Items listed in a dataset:
- - - - - - -

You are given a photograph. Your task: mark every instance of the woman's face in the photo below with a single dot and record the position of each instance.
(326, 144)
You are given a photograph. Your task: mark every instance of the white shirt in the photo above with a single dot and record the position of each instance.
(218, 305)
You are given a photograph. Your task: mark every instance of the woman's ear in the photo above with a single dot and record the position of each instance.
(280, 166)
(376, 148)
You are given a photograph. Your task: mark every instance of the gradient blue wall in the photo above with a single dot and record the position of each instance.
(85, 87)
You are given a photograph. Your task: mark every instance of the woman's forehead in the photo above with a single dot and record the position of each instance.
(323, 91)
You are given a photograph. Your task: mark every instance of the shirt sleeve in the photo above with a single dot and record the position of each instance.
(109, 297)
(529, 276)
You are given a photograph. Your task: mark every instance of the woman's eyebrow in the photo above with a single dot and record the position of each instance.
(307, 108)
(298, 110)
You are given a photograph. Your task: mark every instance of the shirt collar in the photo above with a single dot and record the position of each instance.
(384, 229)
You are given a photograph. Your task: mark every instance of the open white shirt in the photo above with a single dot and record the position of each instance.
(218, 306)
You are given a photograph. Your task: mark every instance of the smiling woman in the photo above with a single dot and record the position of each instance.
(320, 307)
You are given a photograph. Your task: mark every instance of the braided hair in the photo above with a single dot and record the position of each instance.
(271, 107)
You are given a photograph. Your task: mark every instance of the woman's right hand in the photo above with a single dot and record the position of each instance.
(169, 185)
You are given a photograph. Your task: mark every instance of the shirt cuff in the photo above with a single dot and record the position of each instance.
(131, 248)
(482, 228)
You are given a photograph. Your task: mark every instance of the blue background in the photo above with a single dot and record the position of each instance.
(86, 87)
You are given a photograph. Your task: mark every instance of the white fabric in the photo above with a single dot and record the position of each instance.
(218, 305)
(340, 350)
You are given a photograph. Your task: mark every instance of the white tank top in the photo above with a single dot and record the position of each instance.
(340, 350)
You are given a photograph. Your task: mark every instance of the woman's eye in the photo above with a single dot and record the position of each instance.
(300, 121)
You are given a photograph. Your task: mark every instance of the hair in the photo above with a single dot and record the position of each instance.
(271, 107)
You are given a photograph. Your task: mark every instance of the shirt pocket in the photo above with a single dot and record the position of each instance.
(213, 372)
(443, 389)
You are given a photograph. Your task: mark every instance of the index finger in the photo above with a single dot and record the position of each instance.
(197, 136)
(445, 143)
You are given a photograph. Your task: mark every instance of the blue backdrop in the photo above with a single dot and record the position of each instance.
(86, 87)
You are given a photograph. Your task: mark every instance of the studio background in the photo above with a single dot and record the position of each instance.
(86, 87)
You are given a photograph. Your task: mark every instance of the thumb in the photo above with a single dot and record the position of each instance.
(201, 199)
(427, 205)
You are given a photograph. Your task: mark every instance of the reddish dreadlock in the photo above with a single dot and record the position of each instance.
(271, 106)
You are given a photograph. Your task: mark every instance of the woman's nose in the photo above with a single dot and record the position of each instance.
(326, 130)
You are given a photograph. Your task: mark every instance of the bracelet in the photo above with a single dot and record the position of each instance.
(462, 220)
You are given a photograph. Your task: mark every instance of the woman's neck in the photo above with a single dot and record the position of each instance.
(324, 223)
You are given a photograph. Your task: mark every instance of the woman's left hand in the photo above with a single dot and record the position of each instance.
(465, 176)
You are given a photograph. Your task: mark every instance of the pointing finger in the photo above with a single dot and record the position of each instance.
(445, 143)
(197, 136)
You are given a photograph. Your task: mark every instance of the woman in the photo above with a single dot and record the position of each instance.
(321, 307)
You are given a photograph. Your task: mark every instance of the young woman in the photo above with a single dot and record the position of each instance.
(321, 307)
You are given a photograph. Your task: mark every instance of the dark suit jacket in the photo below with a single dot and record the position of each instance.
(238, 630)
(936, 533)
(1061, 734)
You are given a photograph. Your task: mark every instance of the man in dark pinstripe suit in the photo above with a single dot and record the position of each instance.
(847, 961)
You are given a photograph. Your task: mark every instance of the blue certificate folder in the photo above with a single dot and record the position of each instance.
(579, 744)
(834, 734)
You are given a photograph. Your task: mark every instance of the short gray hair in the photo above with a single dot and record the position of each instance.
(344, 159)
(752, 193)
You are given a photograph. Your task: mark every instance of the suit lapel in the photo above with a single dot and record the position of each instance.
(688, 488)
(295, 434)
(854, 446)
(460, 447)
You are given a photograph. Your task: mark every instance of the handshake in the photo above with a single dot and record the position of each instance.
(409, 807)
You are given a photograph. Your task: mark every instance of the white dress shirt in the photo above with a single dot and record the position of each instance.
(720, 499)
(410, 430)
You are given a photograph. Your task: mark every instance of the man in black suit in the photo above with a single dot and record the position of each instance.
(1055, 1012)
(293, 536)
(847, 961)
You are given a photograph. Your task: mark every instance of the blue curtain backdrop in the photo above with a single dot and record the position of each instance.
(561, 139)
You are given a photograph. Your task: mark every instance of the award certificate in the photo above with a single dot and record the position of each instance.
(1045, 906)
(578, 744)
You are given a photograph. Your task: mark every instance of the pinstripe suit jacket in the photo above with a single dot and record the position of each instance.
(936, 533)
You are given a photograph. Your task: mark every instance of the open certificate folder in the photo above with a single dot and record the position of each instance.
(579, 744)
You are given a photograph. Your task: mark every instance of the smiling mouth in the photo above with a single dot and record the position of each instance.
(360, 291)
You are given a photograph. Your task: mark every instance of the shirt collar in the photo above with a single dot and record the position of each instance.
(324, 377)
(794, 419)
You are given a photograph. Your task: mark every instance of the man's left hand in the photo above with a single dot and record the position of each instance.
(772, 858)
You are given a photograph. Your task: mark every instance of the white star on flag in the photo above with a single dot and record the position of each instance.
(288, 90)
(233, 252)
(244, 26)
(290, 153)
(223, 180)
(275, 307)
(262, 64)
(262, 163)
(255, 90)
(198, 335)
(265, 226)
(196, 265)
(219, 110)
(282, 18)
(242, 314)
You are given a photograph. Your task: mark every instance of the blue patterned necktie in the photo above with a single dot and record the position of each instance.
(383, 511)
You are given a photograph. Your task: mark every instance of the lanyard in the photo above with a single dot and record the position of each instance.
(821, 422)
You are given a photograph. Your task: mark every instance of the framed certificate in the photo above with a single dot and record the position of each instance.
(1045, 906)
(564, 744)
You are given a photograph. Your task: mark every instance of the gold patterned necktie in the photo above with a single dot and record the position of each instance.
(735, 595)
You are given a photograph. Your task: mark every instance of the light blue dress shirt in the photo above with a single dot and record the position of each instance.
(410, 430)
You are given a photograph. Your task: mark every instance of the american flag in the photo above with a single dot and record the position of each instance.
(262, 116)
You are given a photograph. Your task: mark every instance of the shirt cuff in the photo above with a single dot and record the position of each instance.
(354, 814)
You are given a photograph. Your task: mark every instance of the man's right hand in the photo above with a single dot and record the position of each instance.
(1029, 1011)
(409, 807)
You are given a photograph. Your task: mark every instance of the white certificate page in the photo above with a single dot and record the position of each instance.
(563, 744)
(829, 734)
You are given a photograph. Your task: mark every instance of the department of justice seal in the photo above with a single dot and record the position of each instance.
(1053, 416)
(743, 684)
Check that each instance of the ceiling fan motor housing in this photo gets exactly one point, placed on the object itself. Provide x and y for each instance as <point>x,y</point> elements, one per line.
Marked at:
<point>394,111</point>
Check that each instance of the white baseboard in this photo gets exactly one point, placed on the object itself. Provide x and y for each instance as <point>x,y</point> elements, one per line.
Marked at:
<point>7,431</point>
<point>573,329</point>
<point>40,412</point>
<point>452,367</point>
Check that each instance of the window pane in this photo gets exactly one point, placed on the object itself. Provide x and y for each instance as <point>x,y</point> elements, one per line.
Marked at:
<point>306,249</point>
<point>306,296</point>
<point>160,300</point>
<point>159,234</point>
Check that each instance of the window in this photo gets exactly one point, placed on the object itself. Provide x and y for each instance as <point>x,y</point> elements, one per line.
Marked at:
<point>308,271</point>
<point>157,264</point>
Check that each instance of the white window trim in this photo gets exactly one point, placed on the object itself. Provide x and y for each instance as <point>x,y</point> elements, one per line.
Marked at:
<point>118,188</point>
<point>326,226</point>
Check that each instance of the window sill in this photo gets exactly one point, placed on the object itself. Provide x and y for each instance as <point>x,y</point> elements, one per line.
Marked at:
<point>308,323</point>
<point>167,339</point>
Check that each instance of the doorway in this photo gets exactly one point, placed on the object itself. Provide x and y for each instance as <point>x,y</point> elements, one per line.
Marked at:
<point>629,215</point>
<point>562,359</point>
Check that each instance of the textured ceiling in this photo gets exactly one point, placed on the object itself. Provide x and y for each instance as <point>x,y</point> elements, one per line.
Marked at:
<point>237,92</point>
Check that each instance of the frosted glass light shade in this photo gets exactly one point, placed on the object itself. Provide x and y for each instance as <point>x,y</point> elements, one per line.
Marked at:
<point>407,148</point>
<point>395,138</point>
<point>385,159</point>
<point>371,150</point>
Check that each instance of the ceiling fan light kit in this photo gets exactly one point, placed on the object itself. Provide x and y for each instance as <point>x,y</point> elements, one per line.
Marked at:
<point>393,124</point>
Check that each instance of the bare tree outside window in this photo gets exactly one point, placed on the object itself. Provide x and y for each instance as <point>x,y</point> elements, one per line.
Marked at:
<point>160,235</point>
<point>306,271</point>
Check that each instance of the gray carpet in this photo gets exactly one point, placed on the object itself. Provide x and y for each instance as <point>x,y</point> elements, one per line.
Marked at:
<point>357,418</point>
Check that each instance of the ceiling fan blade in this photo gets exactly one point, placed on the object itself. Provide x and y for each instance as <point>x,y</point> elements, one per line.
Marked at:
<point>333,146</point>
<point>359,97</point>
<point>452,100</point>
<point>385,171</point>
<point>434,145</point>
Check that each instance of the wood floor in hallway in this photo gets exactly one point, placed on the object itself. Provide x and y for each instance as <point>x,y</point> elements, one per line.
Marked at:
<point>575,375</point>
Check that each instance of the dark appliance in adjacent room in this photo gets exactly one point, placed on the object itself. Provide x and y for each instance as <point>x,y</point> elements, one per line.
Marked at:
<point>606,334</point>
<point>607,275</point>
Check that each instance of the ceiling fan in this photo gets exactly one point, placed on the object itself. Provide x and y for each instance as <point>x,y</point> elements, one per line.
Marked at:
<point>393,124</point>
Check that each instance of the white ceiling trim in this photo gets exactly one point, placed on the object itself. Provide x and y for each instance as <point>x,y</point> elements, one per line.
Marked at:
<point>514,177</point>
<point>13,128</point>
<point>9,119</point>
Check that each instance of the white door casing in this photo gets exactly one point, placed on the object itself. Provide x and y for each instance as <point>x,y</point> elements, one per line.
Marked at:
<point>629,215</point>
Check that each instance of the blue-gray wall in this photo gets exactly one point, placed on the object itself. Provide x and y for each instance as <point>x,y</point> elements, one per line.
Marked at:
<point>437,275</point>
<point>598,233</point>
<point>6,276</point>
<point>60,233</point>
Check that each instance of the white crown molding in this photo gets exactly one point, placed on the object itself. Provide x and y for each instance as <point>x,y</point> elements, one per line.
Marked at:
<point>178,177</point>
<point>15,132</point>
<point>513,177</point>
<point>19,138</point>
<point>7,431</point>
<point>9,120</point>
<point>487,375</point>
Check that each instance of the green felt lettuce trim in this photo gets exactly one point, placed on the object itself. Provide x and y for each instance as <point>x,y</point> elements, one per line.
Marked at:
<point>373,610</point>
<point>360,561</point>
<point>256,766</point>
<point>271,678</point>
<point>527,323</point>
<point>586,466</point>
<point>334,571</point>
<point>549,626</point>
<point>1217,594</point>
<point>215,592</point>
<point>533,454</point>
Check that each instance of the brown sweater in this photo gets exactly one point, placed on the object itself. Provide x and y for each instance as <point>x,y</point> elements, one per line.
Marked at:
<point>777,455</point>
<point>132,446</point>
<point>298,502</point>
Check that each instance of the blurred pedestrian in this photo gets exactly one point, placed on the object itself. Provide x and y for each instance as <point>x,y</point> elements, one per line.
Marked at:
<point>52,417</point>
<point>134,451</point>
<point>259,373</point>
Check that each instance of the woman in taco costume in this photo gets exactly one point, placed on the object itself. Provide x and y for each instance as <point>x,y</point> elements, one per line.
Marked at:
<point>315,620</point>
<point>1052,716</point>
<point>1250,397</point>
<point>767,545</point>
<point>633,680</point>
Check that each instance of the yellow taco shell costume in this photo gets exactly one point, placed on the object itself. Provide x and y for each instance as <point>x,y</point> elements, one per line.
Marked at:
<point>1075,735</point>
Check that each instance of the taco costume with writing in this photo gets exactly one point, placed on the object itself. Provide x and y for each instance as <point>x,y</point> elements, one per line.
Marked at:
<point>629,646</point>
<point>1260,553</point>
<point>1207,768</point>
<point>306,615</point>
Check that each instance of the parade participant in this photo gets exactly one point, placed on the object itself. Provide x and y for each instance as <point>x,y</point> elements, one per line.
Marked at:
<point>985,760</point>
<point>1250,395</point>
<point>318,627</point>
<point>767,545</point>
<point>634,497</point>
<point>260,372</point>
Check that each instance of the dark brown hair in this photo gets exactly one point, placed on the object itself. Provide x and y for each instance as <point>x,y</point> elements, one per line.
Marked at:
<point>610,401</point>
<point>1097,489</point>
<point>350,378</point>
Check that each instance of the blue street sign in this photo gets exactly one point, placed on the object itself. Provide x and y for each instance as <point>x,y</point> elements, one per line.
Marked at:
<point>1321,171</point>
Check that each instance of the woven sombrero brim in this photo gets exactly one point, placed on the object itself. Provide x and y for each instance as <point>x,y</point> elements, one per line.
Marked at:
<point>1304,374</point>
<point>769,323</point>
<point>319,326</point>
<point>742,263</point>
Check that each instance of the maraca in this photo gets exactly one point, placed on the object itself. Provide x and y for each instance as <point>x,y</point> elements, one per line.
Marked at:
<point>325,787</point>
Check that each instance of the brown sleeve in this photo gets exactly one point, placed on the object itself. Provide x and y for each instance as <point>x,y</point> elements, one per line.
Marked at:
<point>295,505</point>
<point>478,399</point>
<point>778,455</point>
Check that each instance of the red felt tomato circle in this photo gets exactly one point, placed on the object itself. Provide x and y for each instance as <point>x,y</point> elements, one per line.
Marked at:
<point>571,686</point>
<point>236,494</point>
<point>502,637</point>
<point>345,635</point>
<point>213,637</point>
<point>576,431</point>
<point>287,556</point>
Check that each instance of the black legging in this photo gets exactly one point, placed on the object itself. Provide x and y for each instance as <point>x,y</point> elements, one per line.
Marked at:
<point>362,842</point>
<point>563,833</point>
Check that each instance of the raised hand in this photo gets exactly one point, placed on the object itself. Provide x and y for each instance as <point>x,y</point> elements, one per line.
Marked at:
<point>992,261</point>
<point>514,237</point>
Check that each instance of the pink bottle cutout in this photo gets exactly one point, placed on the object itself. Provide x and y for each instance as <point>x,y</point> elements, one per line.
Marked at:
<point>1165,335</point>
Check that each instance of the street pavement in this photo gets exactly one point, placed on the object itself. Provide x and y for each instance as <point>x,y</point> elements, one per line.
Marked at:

- - - - - - -

**Problem requirements**: Say, as a single number and nothing more, how many lines of the entries contain the word "window".

**Your solution**: 5